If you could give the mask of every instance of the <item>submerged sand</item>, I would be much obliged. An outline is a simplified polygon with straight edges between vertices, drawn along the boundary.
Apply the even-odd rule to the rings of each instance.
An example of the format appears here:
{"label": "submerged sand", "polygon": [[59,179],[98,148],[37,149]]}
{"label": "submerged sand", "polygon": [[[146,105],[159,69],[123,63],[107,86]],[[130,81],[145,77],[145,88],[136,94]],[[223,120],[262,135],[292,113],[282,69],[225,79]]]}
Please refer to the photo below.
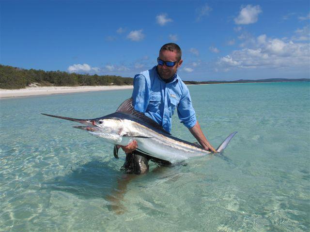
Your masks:
{"label": "submerged sand", "polygon": [[132,86],[79,86],[76,87],[54,86],[45,87],[27,87],[19,89],[0,89],[0,99],[46,95],[61,93],[78,93],[93,91],[113,90],[133,88]]}

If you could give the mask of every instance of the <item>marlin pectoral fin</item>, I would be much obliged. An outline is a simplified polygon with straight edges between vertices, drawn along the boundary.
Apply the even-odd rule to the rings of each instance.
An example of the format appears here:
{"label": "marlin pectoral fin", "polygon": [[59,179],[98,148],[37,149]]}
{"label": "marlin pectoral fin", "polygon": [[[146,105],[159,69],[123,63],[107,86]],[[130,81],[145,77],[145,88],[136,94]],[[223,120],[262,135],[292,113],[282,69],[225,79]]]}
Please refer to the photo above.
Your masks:
{"label": "marlin pectoral fin", "polygon": [[116,159],[118,159],[118,149],[119,148],[116,145],[114,145],[114,148],[113,149],[113,154],[114,155],[114,157]]}
{"label": "marlin pectoral fin", "polygon": [[141,135],[135,135],[135,136],[131,136],[131,135],[124,135],[123,136],[123,137],[131,137],[132,138],[141,138],[142,139],[153,139],[153,137],[146,137],[146,136],[142,136]]}
{"label": "marlin pectoral fin", "polygon": [[226,146],[227,146],[227,145],[229,143],[229,141],[231,141],[231,139],[232,138],[233,136],[237,133],[237,131],[233,132],[230,134],[227,138],[225,139],[225,140],[221,144],[221,145],[217,147],[217,152],[220,152],[223,151],[225,148],[226,148]]}

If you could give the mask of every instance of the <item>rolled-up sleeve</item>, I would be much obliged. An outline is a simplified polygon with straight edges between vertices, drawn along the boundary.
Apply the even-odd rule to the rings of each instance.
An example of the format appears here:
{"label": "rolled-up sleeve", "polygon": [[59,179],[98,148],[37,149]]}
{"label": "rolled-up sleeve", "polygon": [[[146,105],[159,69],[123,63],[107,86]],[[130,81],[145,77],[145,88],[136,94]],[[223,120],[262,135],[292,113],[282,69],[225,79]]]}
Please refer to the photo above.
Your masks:
{"label": "rolled-up sleeve", "polygon": [[197,122],[196,112],[192,105],[189,92],[187,90],[186,94],[180,100],[178,105],[178,116],[183,123],[187,128],[191,128]]}
{"label": "rolled-up sleeve", "polygon": [[132,103],[135,109],[145,113],[150,102],[150,88],[145,77],[141,74],[135,76]]}

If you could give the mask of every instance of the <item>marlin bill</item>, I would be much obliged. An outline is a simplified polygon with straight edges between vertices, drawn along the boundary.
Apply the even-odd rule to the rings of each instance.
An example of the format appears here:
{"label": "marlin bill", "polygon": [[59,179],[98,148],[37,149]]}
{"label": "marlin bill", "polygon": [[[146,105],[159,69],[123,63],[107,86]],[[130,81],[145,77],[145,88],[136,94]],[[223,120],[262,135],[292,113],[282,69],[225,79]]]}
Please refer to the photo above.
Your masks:
{"label": "marlin bill", "polygon": [[[73,127],[86,130],[114,145],[125,146],[136,140],[138,151],[172,163],[210,153],[198,144],[173,137],[161,125],[144,114],[136,111],[132,106],[131,98],[124,102],[116,112],[97,118],[80,119],[46,114],[42,115],[84,124],[85,126]],[[231,133],[217,151],[218,152],[223,151],[236,133]],[[118,158],[115,149],[114,156]]]}

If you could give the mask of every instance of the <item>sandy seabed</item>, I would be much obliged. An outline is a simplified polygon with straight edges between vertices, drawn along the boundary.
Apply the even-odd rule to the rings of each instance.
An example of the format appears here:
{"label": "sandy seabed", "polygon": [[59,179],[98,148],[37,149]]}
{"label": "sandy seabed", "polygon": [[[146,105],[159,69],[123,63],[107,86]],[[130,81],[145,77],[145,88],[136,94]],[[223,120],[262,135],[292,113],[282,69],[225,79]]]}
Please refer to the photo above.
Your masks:
{"label": "sandy seabed", "polygon": [[79,86],[77,87],[54,86],[45,87],[27,87],[19,89],[0,89],[0,99],[46,95],[61,93],[78,93],[92,91],[113,90],[133,88],[132,86]]}

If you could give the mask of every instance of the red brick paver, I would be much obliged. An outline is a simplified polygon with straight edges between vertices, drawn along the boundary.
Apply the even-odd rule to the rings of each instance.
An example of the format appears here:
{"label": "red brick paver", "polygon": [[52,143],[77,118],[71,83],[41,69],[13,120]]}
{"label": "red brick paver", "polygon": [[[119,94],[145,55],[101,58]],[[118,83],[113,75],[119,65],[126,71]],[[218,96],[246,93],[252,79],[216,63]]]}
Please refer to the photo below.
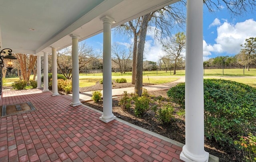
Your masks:
{"label": "red brick paver", "polygon": [[181,161],[180,147],[51,94],[4,92],[1,105],[30,101],[38,110],[0,118],[0,162]]}

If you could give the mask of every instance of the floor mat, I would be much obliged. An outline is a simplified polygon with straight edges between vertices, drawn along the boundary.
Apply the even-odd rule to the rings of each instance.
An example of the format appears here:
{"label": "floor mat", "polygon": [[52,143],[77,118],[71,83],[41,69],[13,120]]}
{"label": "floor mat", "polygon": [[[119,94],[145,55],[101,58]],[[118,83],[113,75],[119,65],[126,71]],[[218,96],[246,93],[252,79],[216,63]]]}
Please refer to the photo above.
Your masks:
{"label": "floor mat", "polygon": [[3,105],[0,108],[1,117],[31,111],[37,109],[30,102],[13,105]]}

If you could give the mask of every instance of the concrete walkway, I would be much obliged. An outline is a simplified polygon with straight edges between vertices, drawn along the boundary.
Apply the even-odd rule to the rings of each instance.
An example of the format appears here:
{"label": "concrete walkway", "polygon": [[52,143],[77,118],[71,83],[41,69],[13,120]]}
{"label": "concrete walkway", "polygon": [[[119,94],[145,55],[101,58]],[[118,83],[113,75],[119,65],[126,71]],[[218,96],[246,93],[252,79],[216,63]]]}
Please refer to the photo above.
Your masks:
{"label": "concrete walkway", "polygon": [[[148,92],[153,92],[169,90],[171,87],[175,86],[179,83],[185,82],[185,76],[181,76],[177,80],[169,83],[160,84],[154,84],[148,86],[143,86],[143,88],[146,88]],[[127,91],[128,93],[133,93],[134,87],[124,88],[122,88],[112,89],[112,96],[115,96],[122,95],[124,91]],[[103,94],[103,90],[101,91]],[[80,101],[86,101],[92,100],[92,92],[86,92],[80,93],[79,94],[79,99]],[[69,99],[72,99],[72,94],[65,95],[65,98]]]}

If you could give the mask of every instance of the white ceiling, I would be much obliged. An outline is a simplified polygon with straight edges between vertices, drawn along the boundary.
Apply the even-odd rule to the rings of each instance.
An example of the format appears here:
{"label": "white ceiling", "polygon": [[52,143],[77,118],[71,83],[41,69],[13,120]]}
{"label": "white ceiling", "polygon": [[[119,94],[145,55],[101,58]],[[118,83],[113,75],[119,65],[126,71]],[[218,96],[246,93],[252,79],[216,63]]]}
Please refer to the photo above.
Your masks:
{"label": "white ceiling", "polygon": [[[116,26],[178,0],[0,0],[0,45],[14,53],[41,55],[102,32],[100,18]],[[34,31],[30,29],[34,29]]]}

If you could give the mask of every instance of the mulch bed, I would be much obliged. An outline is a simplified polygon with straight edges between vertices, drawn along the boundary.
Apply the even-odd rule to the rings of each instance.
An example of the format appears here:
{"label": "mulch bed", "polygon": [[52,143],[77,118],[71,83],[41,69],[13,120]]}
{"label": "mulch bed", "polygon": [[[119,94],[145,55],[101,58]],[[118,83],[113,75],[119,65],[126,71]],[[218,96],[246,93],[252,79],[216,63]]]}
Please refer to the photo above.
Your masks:
{"label": "mulch bed", "polygon": [[[179,109],[178,106],[168,101],[167,90],[148,92],[157,101],[157,96],[161,96],[164,98],[162,105],[171,104],[174,108],[174,112]],[[141,118],[135,116],[134,109],[132,107],[124,111],[118,105],[119,100],[122,96],[117,96],[112,99],[113,113],[117,117],[130,123],[161,135],[182,143],[185,143],[185,119],[184,117],[174,115],[170,123],[163,124],[157,120],[156,113],[150,110],[144,113]],[[103,101],[98,103],[93,101],[84,102],[83,104],[97,110],[103,111]],[[223,147],[214,140],[205,139],[205,149],[210,154],[219,157],[220,162],[242,162],[242,154],[241,152],[232,147]]]}

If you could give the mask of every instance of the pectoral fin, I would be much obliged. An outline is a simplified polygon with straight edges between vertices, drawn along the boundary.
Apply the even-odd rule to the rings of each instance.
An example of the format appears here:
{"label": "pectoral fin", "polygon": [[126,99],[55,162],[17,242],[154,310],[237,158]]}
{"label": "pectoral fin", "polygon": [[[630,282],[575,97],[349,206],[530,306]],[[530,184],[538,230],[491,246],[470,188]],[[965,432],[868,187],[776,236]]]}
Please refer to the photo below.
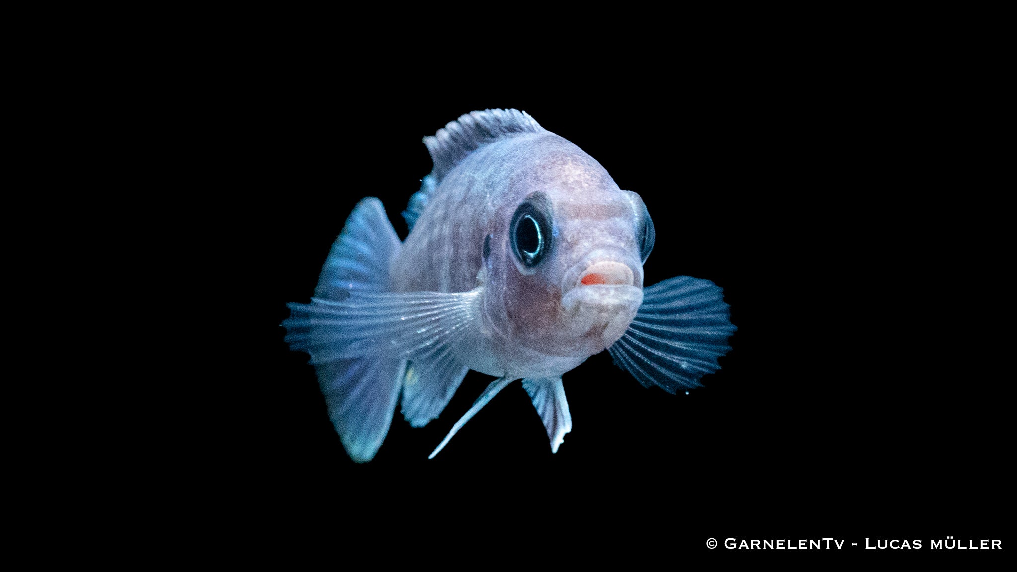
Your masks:
{"label": "pectoral fin", "polygon": [[527,379],[523,380],[523,387],[544,421],[547,438],[551,440],[551,453],[557,453],[565,434],[572,431],[572,415],[561,378]]}

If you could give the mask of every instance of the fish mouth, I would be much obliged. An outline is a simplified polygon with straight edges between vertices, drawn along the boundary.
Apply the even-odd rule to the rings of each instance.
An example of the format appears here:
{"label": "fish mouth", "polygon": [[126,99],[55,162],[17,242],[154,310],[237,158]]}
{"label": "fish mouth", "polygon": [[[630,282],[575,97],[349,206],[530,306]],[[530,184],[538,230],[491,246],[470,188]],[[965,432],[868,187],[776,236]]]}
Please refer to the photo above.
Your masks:
{"label": "fish mouth", "polygon": [[561,307],[567,329],[579,336],[594,337],[600,349],[624,334],[643,303],[643,289],[634,284],[629,265],[600,261],[575,269],[565,278]]}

::::::

▶ **Written task**
Please state how many lines of the rows above contain the string "concrete", and give only the number.

▶ **Complete response**
4